▶ _Given task a_
Pick out every line in the records that contains the word "leaf" and copy each one. Case counts.

▶ _Passage provided_
The Effects of Mentoring on the Duty to Supervise

By Kerri-Ann Bent and Vanessa Cotto

The legal profession places greater emphasis on the importance of mentorship now than when Michele Jochner, a partner at Chicago-based Schiller DuCanto & Fleck LLP, began practicing law more than 20 years ago.  As a legal scholar, expert writer, and educator to law students and attorneys, Jochner recognizes the  importance of helping “young lawyers make the transition from backpacks to briefcases, and then from associates to partners”.  (Jochner will also be a guest speaker on the topic at the ABA Young Lawyers Division New Partner’s Conference in February 2014.)

Although the idea of mentoring has recently become more popular, the concept is not new. In the early 1800s, for example, the art of practicing law was primarily taught through apprenticeships.  The argument can be made that apprenticeships have evolved into the mentorship and supervisory practices currently in place at US law firms.  A lawyer’s responsibilities to supervise and mentor present very distinct challenges and responsibilities; however, they both invoke the same traditional principle of one attorney helping another to achieve his or her potential.  

Rule 5.1 of the Model Rules of Professional Conduct requires law firms and lawyers to make “reasonable efforts” to establish internal policies and procedures designed to provide “reasonable assurance” of conformity with the Rules requiring adequate supervision.  The ABA Commentary on the RPC 5.1 (see Comments 2 and 3) indicates that in a small firm of experienced lawyers, informal supervision and periodic review of compliance with the required systems will ordinarily suffice. In a large firm, or in practice situations where difficult ethical problems frequently arise, more elaborate measures may be necessary.  Where the rules require supervising attorneys to implement policies for resolving conflict of interests, accounting for client funds, and ensuring that inexperienced lawyers are supervised; a mentor can go beyond the Model Rules and develop a meaningful and substantive relationship with the younger attorney where the younger attorney can, as Jochner describes, “grow and blossom into members of the profession that we can all be proud of.”

Although law firms approach their obligations under the Model Rules differently, the prospect of incurring liability can be a source of anxiety for a new partner or senior attorney.  In response, some law firms have created formal and informal programs to help younger attorneys transition into their new role.  For instance, Jochner’s firm uses a new associate shadowing program to remain compliant with the RPC.

“The shadowing program provides junior attorneys with an informal supervision process that allows for the newer associates to question the more experienced lawyers in the firm, and allows the partners to ensure that the newer associates are understanding and conforming to all the rules and procedures,” she said.  Jochner’s firm also has monthly mentoring lunches where partners and associates in the firm share experiences in an informal setting.  According to Jochner, this practice also helps her firm comply with the RPC, as the associates can discuss issues and ask the partners questions about cases, professionalism, or the general practice of law.

A strong mentoring and support system fosters a Rule 5.1 compliant environment, and the practice of mentorship serves as the underpinning to any successful supervisory practice.  The ethical atmosphere in a law firm will also influence the conduct of its members.

▶ _Given task b_
In the article on mentoring and the duty to supervise, how do the monthly mentoring lunches at Jochner's firm help it comply with the RPC? Answer in one to three sentences.

▶ _Provided data_
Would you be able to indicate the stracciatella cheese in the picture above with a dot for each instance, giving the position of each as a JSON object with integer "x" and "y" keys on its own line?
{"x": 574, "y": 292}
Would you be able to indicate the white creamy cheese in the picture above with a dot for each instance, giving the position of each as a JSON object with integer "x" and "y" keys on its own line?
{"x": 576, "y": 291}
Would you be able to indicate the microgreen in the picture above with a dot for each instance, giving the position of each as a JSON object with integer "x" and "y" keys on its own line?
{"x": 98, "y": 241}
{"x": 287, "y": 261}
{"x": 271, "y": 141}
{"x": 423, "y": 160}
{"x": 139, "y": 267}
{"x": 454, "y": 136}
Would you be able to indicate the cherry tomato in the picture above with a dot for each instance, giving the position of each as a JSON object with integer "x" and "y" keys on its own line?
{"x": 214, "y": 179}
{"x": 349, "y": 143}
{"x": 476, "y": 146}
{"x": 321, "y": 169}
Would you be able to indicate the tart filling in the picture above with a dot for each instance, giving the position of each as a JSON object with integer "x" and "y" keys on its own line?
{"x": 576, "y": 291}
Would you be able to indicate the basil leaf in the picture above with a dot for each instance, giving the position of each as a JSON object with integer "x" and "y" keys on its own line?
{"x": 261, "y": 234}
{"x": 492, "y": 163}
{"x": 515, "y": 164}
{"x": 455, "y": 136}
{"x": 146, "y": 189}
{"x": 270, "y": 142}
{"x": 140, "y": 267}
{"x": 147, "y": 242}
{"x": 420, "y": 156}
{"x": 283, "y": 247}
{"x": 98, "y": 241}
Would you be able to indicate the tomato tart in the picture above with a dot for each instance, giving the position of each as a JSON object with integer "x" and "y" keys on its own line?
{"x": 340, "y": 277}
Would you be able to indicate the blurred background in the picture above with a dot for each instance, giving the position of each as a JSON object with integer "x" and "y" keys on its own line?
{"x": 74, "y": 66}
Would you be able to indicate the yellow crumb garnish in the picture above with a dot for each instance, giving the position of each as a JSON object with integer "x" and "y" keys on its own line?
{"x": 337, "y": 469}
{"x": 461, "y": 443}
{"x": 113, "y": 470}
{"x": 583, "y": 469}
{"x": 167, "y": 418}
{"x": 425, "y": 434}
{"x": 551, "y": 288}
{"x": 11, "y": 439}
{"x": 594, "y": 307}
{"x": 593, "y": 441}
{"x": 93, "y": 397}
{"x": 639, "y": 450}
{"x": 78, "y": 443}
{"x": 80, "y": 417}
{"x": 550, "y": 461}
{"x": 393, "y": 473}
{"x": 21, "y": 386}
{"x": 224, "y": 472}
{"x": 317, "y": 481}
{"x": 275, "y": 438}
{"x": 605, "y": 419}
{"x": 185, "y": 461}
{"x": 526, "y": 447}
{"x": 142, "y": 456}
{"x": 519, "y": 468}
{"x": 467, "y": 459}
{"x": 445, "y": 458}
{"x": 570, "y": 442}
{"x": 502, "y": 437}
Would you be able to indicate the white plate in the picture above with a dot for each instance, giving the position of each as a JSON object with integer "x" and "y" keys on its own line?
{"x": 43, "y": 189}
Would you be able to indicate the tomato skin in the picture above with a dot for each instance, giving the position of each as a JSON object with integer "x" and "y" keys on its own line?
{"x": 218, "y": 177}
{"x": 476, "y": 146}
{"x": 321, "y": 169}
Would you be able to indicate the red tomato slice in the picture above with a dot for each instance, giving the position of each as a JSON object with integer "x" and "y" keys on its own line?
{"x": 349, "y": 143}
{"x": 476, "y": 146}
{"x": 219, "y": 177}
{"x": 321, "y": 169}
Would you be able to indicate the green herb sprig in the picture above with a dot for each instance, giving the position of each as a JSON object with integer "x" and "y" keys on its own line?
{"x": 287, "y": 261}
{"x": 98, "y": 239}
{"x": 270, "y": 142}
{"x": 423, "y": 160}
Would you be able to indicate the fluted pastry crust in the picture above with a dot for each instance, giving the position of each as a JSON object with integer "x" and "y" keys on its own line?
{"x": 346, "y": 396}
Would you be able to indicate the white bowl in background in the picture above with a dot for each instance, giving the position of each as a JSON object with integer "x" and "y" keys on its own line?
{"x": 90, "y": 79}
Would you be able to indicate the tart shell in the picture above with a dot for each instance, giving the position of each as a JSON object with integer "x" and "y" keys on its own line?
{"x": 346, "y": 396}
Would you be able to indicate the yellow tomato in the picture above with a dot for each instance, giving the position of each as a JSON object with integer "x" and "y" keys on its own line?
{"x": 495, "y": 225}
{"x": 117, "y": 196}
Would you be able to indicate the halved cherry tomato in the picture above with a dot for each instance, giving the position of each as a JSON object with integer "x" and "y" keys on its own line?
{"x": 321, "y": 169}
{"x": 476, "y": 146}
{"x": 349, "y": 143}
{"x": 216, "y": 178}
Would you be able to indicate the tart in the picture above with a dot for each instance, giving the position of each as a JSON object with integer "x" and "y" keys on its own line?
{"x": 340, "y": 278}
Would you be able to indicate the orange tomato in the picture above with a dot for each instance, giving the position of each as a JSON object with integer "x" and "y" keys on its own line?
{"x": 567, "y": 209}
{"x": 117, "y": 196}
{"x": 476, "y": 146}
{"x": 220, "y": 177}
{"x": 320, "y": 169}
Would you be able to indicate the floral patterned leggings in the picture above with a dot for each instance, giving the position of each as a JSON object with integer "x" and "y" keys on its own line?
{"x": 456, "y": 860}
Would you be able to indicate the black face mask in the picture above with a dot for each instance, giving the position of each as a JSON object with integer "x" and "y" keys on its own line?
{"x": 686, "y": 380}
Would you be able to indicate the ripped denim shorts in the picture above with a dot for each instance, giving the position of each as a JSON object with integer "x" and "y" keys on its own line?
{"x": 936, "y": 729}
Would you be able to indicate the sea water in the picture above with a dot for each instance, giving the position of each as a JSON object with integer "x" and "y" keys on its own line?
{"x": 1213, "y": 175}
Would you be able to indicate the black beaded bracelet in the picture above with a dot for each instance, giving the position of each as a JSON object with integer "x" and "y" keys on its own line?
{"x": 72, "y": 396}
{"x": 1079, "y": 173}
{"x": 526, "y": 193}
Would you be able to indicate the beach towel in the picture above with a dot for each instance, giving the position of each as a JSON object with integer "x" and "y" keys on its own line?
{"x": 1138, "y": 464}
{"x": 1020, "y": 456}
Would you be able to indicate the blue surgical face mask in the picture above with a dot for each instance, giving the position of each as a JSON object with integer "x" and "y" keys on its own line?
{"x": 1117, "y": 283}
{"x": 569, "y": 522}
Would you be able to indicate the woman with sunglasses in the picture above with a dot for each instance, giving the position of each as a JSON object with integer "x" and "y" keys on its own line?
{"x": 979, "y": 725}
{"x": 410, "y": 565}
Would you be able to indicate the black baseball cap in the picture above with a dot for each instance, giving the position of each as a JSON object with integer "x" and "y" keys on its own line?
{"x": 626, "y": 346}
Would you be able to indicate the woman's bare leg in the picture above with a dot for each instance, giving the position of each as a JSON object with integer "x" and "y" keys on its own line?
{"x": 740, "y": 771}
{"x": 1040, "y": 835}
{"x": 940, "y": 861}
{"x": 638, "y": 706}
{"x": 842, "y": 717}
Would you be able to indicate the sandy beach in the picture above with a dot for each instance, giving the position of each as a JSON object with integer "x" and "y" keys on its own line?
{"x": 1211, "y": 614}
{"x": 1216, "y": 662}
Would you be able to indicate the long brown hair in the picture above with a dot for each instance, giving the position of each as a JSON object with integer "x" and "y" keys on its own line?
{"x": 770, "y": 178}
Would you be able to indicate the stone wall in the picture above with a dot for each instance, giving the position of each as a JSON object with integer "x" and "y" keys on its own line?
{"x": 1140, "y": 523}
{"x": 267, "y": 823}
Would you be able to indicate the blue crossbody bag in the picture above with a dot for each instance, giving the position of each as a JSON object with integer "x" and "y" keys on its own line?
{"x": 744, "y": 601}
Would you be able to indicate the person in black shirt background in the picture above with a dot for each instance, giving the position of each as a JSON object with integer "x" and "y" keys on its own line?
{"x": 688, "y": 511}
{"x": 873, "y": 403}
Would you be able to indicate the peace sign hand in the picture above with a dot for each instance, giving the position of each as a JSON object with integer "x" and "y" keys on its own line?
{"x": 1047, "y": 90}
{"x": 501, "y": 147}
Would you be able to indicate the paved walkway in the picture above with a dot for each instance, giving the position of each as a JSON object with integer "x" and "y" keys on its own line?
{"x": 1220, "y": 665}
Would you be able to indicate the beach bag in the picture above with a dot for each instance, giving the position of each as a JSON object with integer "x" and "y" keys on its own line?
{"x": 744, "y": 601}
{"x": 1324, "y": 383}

▶ _Exercise response a_
Would you be able to indicate the basil leaf in the picture above with a dot for each instance, giving the position of each as a JSON object with integer "x" and "y" keys on its own line?

▶ _Exercise response b_
At the lunches, associates can discuss issues and ask the partners questions about cases, professionalism, or the general practice of law.